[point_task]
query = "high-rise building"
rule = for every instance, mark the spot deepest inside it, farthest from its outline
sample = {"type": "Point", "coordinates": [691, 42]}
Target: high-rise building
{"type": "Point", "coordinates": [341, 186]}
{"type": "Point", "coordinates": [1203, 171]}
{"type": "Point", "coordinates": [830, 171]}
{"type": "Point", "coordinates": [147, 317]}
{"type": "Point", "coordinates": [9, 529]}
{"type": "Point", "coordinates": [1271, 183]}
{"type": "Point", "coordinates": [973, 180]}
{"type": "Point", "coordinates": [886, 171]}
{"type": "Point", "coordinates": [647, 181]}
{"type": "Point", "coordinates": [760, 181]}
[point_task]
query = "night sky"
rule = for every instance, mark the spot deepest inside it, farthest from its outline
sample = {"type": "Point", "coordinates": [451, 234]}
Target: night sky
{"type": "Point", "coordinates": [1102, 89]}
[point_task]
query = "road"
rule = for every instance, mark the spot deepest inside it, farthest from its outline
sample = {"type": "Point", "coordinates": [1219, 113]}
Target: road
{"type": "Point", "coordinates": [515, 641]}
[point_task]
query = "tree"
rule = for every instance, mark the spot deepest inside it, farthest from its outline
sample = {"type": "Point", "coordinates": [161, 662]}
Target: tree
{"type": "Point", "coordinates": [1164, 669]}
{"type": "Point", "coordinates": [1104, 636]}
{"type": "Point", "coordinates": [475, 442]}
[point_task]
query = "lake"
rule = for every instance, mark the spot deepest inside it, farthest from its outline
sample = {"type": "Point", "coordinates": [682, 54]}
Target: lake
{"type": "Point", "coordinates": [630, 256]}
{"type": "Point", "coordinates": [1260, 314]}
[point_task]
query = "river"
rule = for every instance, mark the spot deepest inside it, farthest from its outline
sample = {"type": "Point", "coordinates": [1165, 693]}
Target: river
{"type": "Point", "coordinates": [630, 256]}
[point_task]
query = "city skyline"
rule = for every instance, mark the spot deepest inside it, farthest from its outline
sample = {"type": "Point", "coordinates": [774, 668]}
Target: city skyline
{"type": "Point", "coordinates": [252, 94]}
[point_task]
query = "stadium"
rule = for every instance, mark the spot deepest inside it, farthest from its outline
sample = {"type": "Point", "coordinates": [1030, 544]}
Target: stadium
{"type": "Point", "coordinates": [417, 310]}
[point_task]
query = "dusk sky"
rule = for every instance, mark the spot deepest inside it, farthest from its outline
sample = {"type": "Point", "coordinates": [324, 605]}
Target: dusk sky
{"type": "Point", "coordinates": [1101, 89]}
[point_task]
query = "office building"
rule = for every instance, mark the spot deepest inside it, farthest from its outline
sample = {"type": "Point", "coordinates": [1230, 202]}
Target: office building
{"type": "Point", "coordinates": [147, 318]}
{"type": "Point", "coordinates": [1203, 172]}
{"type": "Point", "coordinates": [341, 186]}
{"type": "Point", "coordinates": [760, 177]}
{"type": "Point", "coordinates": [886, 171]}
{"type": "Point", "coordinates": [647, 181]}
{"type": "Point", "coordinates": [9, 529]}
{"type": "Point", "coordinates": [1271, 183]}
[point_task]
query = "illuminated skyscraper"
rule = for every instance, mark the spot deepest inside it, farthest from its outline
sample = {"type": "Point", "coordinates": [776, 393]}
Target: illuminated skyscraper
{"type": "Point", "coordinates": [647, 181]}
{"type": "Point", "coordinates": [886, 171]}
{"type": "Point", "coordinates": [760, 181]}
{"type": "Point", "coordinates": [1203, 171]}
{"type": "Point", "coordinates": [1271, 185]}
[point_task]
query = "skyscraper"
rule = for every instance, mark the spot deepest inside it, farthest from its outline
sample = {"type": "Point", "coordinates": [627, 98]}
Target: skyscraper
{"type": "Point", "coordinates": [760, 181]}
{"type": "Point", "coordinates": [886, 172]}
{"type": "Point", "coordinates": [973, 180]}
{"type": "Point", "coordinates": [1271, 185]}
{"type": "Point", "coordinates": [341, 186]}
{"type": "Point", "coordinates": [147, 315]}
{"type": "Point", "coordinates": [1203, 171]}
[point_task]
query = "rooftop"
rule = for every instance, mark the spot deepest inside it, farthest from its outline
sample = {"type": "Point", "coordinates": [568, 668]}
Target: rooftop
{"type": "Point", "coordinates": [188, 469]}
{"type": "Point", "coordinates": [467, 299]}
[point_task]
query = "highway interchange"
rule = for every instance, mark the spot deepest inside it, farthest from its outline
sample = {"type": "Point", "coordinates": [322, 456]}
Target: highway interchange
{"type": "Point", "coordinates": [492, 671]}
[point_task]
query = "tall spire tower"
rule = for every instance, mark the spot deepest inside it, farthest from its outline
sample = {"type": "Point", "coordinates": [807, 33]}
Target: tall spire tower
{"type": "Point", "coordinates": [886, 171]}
----------
A faithful copy of all the records is required.

Task output
[point_task]
query = "high-rise building"
rule = for every instance, mark the spot deepest inside it, farthest from its outline
sample = {"type": "Point", "coordinates": [691, 42]}
Target: high-rise building
{"type": "Point", "coordinates": [341, 186]}
{"type": "Point", "coordinates": [1203, 171]}
{"type": "Point", "coordinates": [830, 171]}
{"type": "Point", "coordinates": [147, 317]}
{"type": "Point", "coordinates": [9, 529]}
{"type": "Point", "coordinates": [1271, 183]}
{"type": "Point", "coordinates": [973, 180]}
{"type": "Point", "coordinates": [886, 171]}
{"type": "Point", "coordinates": [647, 181]}
{"type": "Point", "coordinates": [760, 181]}
[point_task]
query = "night sky"
rule = for every instance, mark the spot deepest inside it, farthest from its outline
sample = {"type": "Point", "coordinates": [451, 234]}
Target: night sky
{"type": "Point", "coordinates": [1102, 89]}
[point_task]
query = "road"
rule = for every instance, mark the spot deepest inside it, farthest from its outline
sample = {"type": "Point", "coordinates": [1219, 113]}
Target: road
{"type": "Point", "coordinates": [515, 641]}
[point_task]
query = "tree"
rule = for every instance, mark the spot deepest inside it, farthest from its outline
sample = {"type": "Point", "coordinates": [161, 662]}
Target: tree
{"type": "Point", "coordinates": [1164, 669]}
{"type": "Point", "coordinates": [1104, 636]}
{"type": "Point", "coordinates": [475, 442]}
[point_task]
query = "lake"
rule = for every instance, mark the spot deepest inside it, farthest from its outline
sample = {"type": "Point", "coordinates": [682, 54]}
Target: lake
{"type": "Point", "coordinates": [630, 256]}
{"type": "Point", "coordinates": [1260, 314]}
[point_task]
query = "river"
rule = for every instance, mark the spot deepest inside it, farthest from its outline
sample = {"type": "Point", "coordinates": [1165, 693]}
Target: river
{"type": "Point", "coordinates": [630, 256]}
[point_task]
query = "city skyline"
rule = for every instance, mark the spot deepest inside it, farthest from its outline
sample = {"type": "Point", "coordinates": [774, 668]}
Target: city skyline
{"type": "Point", "coordinates": [252, 94]}
[point_task]
query = "stadium"
rule = for every instance, mark the spot deepest inside it, farthest from its outline
sample = {"type": "Point", "coordinates": [1030, 544]}
Target: stadium
{"type": "Point", "coordinates": [417, 310]}
[point_task]
query = "dusk sky"
rule = for every instance, mark the spot deepest inside it, farthest from its outline
sample = {"type": "Point", "coordinates": [324, 605]}
Target: dusk sky
{"type": "Point", "coordinates": [1101, 89]}
[point_task]
query = "office building"
rule = for every instance, mark the spot deepest inside it, farthest from its outline
sample = {"type": "Point", "coordinates": [1230, 202]}
Target: office building
{"type": "Point", "coordinates": [147, 318]}
{"type": "Point", "coordinates": [1203, 172]}
{"type": "Point", "coordinates": [341, 186]}
{"type": "Point", "coordinates": [760, 177]}
{"type": "Point", "coordinates": [886, 171]}
{"type": "Point", "coordinates": [647, 181]}
{"type": "Point", "coordinates": [9, 529]}
{"type": "Point", "coordinates": [1271, 183]}
[point_task]
query = "illuminated skyscraper"
rule = for every instance, mark the spot deepest inside it, farthest from its outline
sample = {"type": "Point", "coordinates": [776, 393]}
Target: illuminated skyscraper
{"type": "Point", "coordinates": [647, 181]}
{"type": "Point", "coordinates": [886, 171]}
{"type": "Point", "coordinates": [760, 181]}
{"type": "Point", "coordinates": [1203, 171]}
{"type": "Point", "coordinates": [1271, 185]}
[point_task]
query = "skyscraper"
rule = for every instance, mark the spot deepest inside it, farthest from its outline
sample = {"type": "Point", "coordinates": [627, 98]}
Target: skyscraper
{"type": "Point", "coordinates": [760, 181]}
{"type": "Point", "coordinates": [886, 172]}
{"type": "Point", "coordinates": [973, 180]}
{"type": "Point", "coordinates": [1271, 185]}
{"type": "Point", "coordinates": [341, 186]}
{"type": "Point", "coordinates": [147, 315]}
{"type": "Point", "coordinates": [1203, 171]}
[point_task]
query = "rooftop"
rule = for every instance, mark the spot deepest inside it, farthest from its outline
sample = {"type": "Point", "coordinates": [568, 668]}
Target: rooftop
{"type": "Point", "coordinates": [188, 469]}
{"type": "Point", "coordinates": [467, 299]}
[point_task]
query = "highway interchange"
rule = for every instance, mark the spot deepest inside it, farthest from its outline
sample = {"type": "Point", "coordinates": [322, 456]}
Target: highway interchange
{"type": "Point", "coordinates": [492, 671]}
[point_task]
query = "tall spire tower"
rule = for every instance, mark the spot deepest inside it, farthest from its outline
sample = {"type": "Point", "coordinates": [807, 33]}
Target: tall spire tower
{"type": "Point", "coordinates": [886, 171]}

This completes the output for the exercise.